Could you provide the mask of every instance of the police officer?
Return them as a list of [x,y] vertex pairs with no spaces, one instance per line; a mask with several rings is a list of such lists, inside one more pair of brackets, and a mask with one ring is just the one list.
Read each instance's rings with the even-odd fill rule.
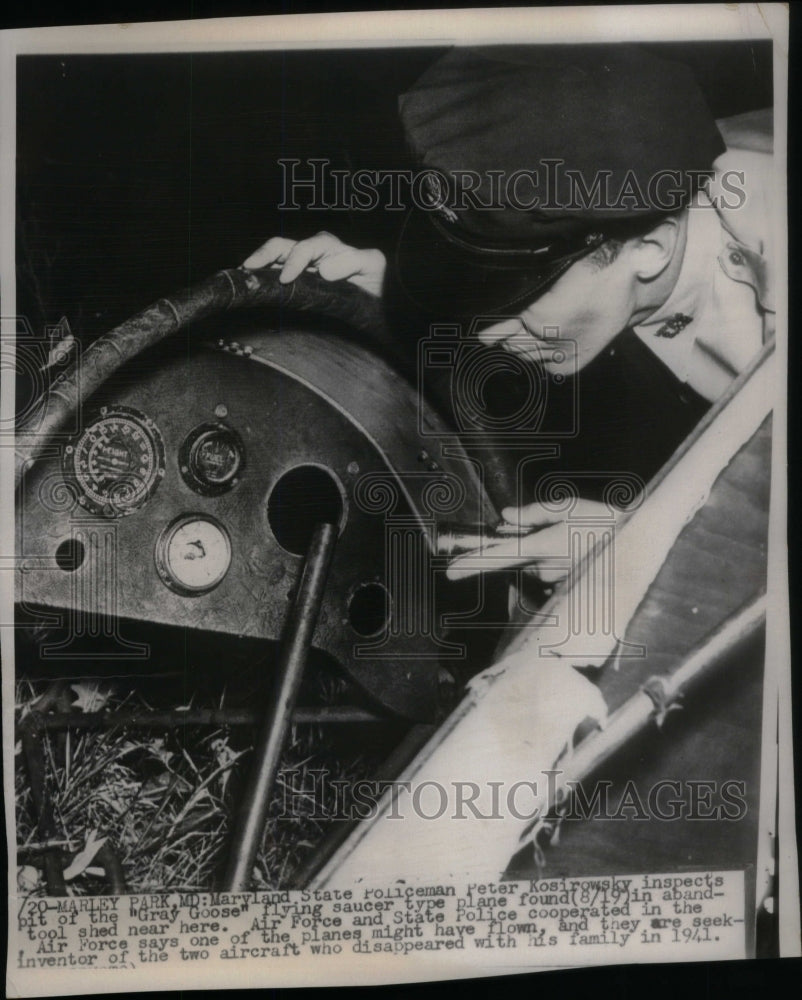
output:
[[[431,319],[487,317],[482,342],[554,373],[629,328],[708,401],[772,335],[770,126],[716,123],[687,67],[630,45],[456,48],[400,113],[429,197],[390,268],[330,233],[273,238],[245,266],[392,284]],[[543,526],[511,552],[559,554],[539,505],[503,516]]]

============

*Task directions:*
This task calls for each line of the material that contains "rings".

*Answer:*
Return them as a list of [x,y] vertex pairs with no spaces, one instance per line; a mask with several rings is a list of such lists, inside one more pair of brackets, and a mask with one ring is just the one list.
Read each instance's rings with the even-odd fill rule.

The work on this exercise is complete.